#### SOURCE EXTRACT
━━━━━━━━━━━━━━━━

The southern Taymyr Peninsula has been described as a possible hybridization zone between L. gmelinii and L. sibirica. Semerikov et al. [7] propose that L. gmelinii expanded into the range of L. sibirica after the Last Glacial Maximum. The neutral model of Currat et al. [83], predicts that introgression follows predominantly from the established species to the invading species and affects mostly organelle genomes experiencing low gene flow, such as the mitochondrial genome. Based on this assumption we hypothesize that the four individuals showing more distantly related haplotypes in the upper part of the mitochondrial haplotype network that also carry the L. gmelinii/L. cajanderi chloroplast genome might be either hybrids between L. gmelinii and L. sibirica or they might be introgressed after back-crossing with one of the parental species that hybridized. This could be tested in the future by analyzing nuclear genetic variation in these individuals [23,84], as the nuclear genome of L. sibirica has just been published [85] and work regarding the mitochondrial genome is in progress.

Finally, the chloroplast haplotypes display two star-like patterns in the lower part of the network. Star-like patterns are usually deduced as a result of population expansion following Slatkin and Hutchinson [86]. Consequently, the pattern could point towards two separate population expansion events, which is a further hypothesis that can be explored in future investigations.

━━━━━━━━━━━━━━━━

#### LISTED RECORDS
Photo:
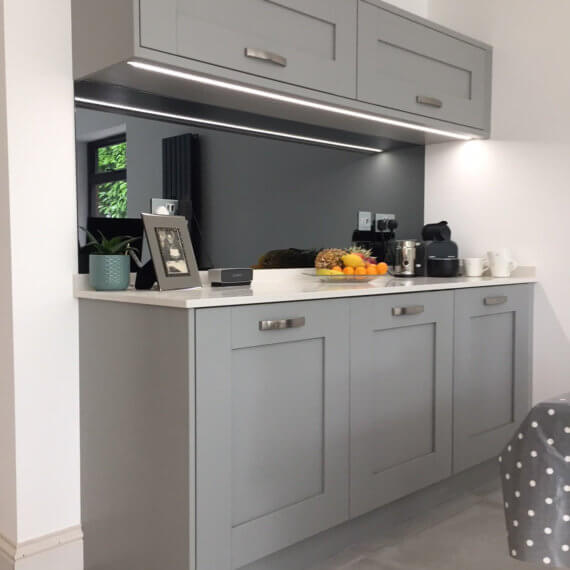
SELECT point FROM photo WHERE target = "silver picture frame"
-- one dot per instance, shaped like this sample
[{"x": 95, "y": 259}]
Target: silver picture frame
[{"x": 171, "y": 251}]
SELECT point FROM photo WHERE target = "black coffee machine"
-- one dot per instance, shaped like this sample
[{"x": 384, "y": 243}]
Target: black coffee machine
[
  {"x": 437, "y": 255},
  {"x": 380, "y": 239}
]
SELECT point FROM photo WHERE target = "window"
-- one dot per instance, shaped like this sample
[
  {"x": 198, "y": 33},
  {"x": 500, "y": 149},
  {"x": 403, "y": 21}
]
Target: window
[{"x": 108, "y": 177}]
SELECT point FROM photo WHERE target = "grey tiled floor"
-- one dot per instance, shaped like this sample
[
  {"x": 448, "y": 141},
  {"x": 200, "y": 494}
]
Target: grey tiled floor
[{"x": 466, "y": 534}]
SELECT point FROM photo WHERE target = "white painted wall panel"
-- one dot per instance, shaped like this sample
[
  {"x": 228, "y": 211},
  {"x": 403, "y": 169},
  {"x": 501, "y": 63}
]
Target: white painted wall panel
[
  {"x": 39, "y": 189},
  {"x": 512, "y": 190},
  {"x": 7, "y": 419}
]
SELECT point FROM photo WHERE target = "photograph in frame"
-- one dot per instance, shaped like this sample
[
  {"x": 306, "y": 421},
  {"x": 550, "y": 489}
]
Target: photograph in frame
[{"x": 171, "y": 251}]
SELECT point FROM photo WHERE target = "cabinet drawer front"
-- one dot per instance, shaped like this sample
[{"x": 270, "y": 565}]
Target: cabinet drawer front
[
  {"x": 492, "y": 369},
  {"x": 400, "y": 396},
  {"x": 278, "y": 322},
  {"x": 408, "y": 66},
  {"x": 312, "y": 44}
]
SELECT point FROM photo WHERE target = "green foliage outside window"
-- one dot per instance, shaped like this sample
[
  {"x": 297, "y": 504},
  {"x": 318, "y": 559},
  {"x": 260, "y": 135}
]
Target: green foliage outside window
[
  {"x": 112, "y": 199},
  {"x": 112, "y": 196}
]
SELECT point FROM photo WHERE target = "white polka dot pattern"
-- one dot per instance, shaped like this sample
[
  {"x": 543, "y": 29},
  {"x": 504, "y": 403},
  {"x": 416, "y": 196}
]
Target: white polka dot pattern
[{"x": 535, "y": 473}]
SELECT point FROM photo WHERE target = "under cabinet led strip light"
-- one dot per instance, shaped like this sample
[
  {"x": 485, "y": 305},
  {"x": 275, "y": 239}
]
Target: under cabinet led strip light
[
  {"x": 220, "y": 124},
  {"x": 294, "y": 100}
]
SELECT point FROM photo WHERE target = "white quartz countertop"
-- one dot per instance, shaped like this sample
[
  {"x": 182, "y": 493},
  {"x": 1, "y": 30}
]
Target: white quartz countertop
[{"x": 282, "y": 285}]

━━━━━━━━━━━━━━━━

#### PROBLEM DESCRIPTION
According to the larch genetics passage above, which region has been described as a possible hybridization zone between L. gmelinii and L. sibirica?

#### SOLVED PROBLEM
The southern Taymyr Peninsula.